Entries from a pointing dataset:
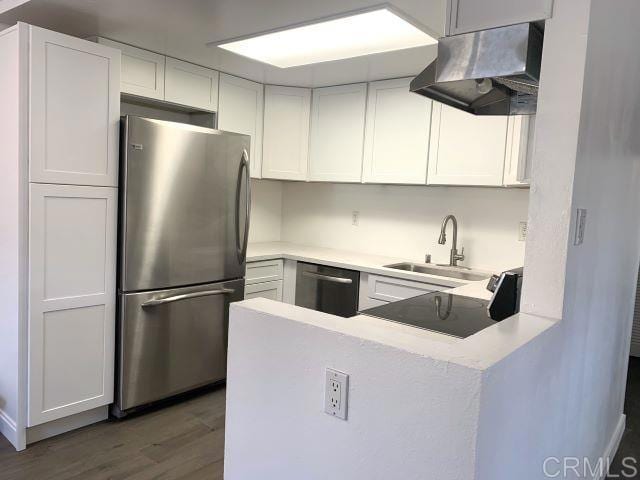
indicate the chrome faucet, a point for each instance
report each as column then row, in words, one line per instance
column 455, row 256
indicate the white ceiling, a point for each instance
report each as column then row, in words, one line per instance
column 182, row 28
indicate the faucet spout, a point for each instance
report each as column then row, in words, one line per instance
column 455, row 256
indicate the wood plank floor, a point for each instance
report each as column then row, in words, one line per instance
column 181, row 441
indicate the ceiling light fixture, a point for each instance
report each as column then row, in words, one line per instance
column 378, row 30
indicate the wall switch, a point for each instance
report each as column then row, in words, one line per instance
column 581, row 223
column 336, row 392
column 522, row 231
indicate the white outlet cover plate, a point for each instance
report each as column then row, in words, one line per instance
column 336, row 393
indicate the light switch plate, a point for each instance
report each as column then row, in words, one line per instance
column 336, row 393
column 581, row 224
column 522, row 231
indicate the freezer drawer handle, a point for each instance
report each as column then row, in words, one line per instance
column 327, row 278
column 186, row 296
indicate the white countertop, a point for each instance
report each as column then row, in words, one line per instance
column 480, row 350
column 359, row 261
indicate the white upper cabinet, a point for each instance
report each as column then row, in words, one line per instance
column 71, row 330
column 466, row 149
column 142, row 71
column 74, row 110
column 337, row 133
column 520, row 140
column 472, row 15
column 240, row 110
column 191, row 85
column 396, row 146
column 285, row 148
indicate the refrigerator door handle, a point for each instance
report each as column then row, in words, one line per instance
column 242, row 248
column 186, row 296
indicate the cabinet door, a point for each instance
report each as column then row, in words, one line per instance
column 191, row 85
column 517, row 165
column 473, row 15
column 72, row 259
column 240, row 110
column 270, row 290
column 396, row 146
column 142, row 70
column 74, row 110
column 466, row 149
column 337, row 133
column 285, row 147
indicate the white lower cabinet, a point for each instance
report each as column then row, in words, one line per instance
column 376, row 290
column 71, row 327
column 270, row 290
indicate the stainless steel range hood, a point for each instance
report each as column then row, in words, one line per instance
column 491, row 72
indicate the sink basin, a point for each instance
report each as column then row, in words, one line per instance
column 451, row 272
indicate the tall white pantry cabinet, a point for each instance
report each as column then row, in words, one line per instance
column 60, row 100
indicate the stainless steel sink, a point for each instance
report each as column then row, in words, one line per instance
column 452, row 272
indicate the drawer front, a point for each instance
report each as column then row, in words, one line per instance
column 270, row 290
column 390, row 289
column 266, row 271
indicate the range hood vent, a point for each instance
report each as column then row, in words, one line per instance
column 491, row 72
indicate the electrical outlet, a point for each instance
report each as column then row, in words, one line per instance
column 336, row 392
column 522, row 231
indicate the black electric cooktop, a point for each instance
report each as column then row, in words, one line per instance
column 442, row 312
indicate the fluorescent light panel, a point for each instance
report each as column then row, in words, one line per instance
column 375, row 31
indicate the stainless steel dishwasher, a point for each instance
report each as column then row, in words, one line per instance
column 327, row 289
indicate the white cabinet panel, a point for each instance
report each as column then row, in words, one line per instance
column 264, row 271
column 388, row 289
column 473, row 15
column 191, row 85
column 270, row 290
column 240, row 110
column 74, row 110
column 72, row 258
column 520, row 141
column 466, row 149
column 142, row 71
column 285, row 149
column 396, row 147
column 337, row 133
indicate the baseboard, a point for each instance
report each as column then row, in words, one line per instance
column 66, row 424
column 9, row 429
column 614, row 443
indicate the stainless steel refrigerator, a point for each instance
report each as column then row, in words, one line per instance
column 184, row 223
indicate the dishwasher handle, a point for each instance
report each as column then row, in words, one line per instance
column 327, row 278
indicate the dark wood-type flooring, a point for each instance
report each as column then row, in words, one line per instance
column 182, row 441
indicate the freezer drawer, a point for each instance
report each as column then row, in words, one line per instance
column 172, row 341
column 327, row 289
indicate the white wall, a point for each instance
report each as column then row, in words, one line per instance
column 399, row 426
column 404, row 221
column 587, row 155
column 266, row 211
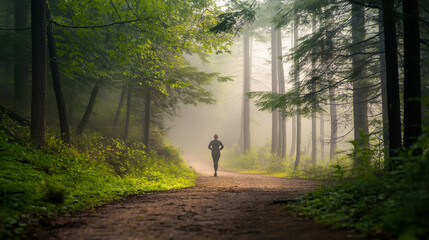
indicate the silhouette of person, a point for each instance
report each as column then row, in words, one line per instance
column 216, row 146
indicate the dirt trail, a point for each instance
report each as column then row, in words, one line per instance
column 231, row 206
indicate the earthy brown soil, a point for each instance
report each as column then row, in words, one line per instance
column 231, row 206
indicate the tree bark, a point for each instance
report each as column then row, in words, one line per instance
column 334, row 123
column 88, row 111
column 128, row 113
column 146, row 124
column 322, row 136
column 274, row 74
column 298, row 107
column 21, row 69
column 383, row 80
column 121, row 102
column 39, row 61
column 246, row 89
column 360, row 93
column 392, row 82
column 61, row 105
column 282, row 90
column 313, row 110
column 412, row 82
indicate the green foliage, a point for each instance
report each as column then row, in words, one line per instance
column 262, row 161
column 393, row 205
column 58, row 179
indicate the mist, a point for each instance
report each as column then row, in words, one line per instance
column 195, row 126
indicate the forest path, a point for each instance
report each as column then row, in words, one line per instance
column 231, row 206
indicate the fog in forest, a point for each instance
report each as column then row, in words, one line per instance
column 195, row 126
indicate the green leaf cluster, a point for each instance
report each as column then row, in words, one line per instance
column 40, row 184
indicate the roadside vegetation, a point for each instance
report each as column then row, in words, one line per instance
column 262, row 161
column 366, row 200
column 37, row 185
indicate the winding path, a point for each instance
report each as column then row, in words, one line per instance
column 231, row 206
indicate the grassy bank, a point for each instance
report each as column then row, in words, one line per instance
column 38, row 184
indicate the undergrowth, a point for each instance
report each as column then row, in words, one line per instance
column 364, row 199
column 57, row 179
column 262, row 161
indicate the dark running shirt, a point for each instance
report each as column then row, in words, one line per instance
column 216, row 145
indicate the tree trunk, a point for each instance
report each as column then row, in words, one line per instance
column 146, row 124
column 298, row 107
column 383, row 80
column 21, row 68
column 39, row 61
column 128, row 113
column 334, row 126
column 392, row 82
column 246, row 102
column 121, row 102
column 88, row 111
column 282, row 90
column 322, row 136
column 412, row 85
column 313, row 110
column 360, row 92
column 6, row 93
column 61, row 105
column 275, row 123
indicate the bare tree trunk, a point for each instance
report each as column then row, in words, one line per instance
column 412, row 81
column 246, row 105
column 313, row 110
column 360, row 93
column 61, row 105
column 121, row 102
column 128, row 113
column 293, row 141
column 392, row 82
column 282, row 90
column 274, row 83
column 39, row 65
column 334, row 126
column 21, row 67
column 322, row 135
column 383, row 83
column 88, row 111
column 298, row 108
column 6, row 94
column 146, row 125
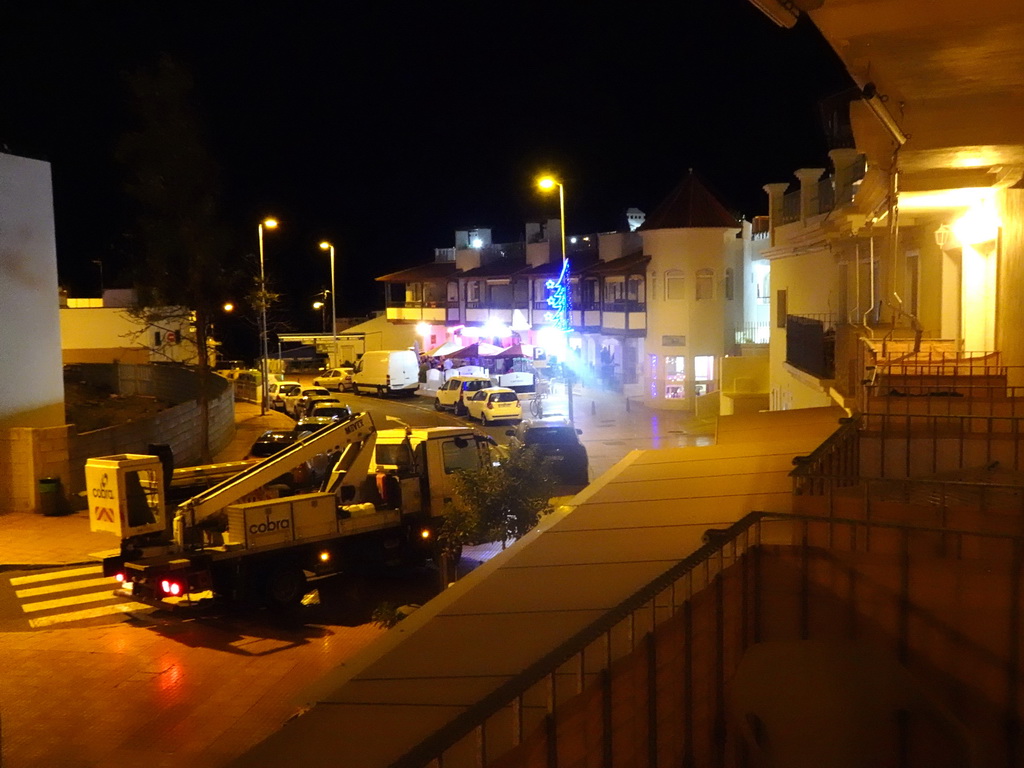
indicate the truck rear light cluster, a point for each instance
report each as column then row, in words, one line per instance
column 172, row 587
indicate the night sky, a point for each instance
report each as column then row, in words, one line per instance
column 386, row 126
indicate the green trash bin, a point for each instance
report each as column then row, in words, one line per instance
column 50, row 496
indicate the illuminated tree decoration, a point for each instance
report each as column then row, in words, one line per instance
column 558, row 299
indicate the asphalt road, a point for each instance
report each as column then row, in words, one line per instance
column 82, row 684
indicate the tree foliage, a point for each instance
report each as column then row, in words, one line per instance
column 499, row 503
column 172, row 178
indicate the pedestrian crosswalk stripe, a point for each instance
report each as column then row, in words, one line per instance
column 55, row 588
column 53, row 574
column 78, row 615
column 92, row 597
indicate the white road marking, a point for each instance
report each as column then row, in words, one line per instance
column 54, row 588
column 92, row 597
column 87, row 613
column 36, row 578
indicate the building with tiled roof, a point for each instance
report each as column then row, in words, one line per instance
column 653, row 309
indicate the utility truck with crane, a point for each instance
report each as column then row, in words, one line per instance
column 382, row 503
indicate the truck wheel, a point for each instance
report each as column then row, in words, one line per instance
column 285, row 587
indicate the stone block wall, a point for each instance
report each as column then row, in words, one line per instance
column 30, row 454
column 27, row 455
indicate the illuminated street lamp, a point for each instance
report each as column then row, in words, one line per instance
column 547, row 183
column 325, row 246
column 321, row 306
column 269, row 223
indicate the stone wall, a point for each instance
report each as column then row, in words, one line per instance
column 30, row 454
column 177, row 426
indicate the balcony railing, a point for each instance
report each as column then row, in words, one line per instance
column 648, row 678
column 753, row 333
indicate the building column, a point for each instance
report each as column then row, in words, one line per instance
column 808, row 178
column 845, row 162
column 775, row 194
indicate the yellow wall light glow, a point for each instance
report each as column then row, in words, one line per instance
column 979, row 224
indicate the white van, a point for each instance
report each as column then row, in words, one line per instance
column 387, row 372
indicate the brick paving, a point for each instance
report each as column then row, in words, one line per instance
column 147, row 690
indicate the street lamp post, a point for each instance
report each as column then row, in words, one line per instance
column 323, row 309
column 269, row 223
column 546, row 183
column 334, row 305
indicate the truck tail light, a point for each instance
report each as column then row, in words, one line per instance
column 171, row 587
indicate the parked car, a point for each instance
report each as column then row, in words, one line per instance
column 295, row 403
column 308, row 400
column 495, row 403
column 453, row 394
column 332, row 410
column 275, row 393
column 270, row 442
column 557, row 441
column 338, row 379
column 307, row 474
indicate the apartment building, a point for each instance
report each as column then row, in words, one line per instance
column 652, row 309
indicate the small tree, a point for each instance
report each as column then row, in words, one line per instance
column 499, row 503
column 171, row 175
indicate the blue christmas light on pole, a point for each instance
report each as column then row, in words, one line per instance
column 558, row 299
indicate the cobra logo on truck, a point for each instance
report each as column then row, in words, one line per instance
column 269, row 524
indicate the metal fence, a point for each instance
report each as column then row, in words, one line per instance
column 645, row 685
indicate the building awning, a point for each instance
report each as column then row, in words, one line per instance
column 433, row 270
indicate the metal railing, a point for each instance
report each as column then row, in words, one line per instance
column 607, row 680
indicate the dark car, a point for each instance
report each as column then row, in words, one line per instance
column 271, row 442
column 557, row 441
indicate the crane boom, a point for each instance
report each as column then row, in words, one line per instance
column 333, row 439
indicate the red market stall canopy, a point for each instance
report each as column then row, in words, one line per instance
column 479, row 349
column 444, row 349
column 516, row 350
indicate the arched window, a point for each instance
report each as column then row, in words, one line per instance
column 674, row 285
column 706, row 285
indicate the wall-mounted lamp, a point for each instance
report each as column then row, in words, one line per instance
column 877, row 103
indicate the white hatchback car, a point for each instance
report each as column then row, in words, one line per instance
column 495, row 403
column 295, row 402
column 275, row 391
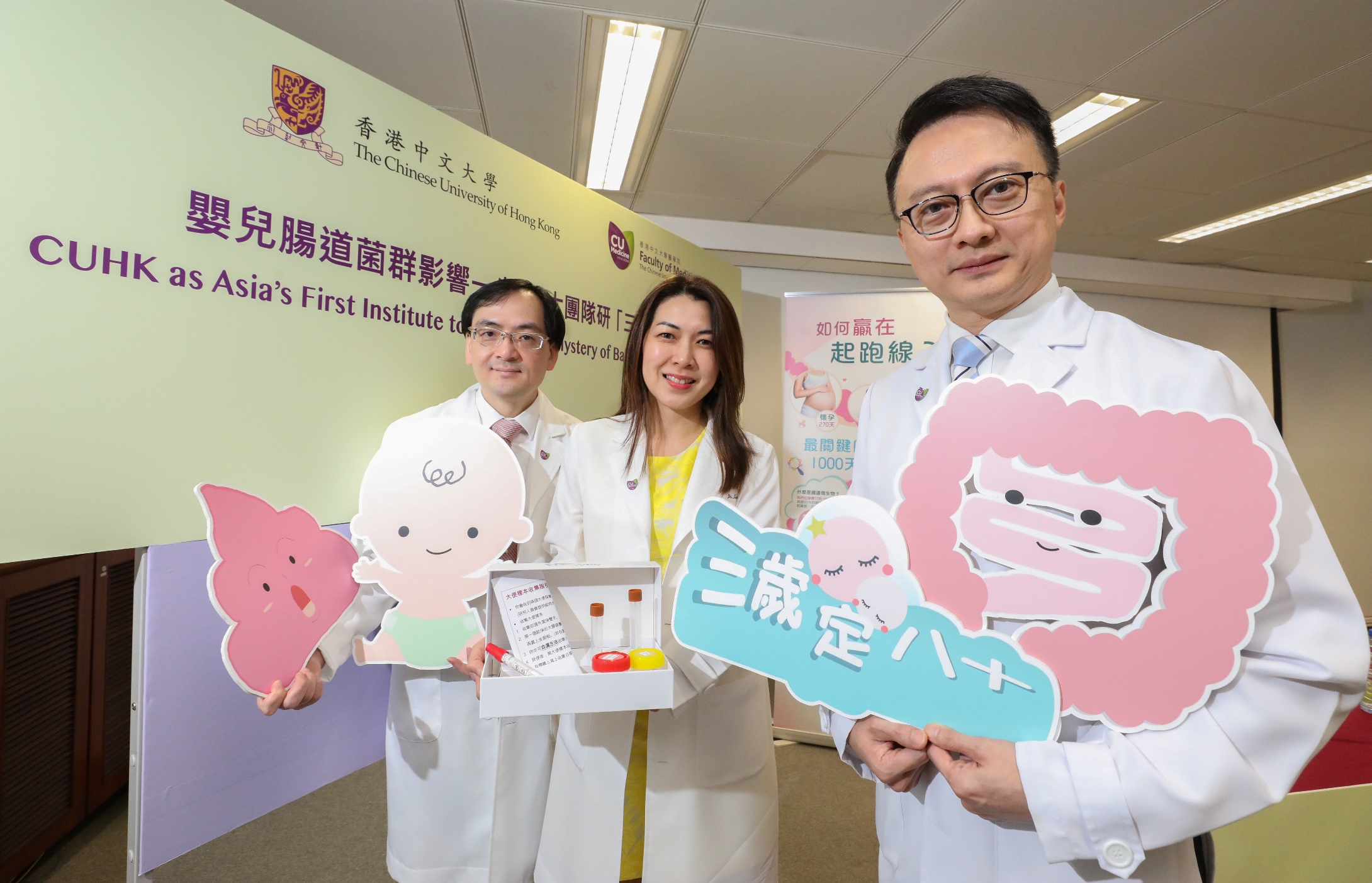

◆ **Exercise task**: How many lines of the material above contain the word "door"? Reply with the number only.

◆ **Result below**: 2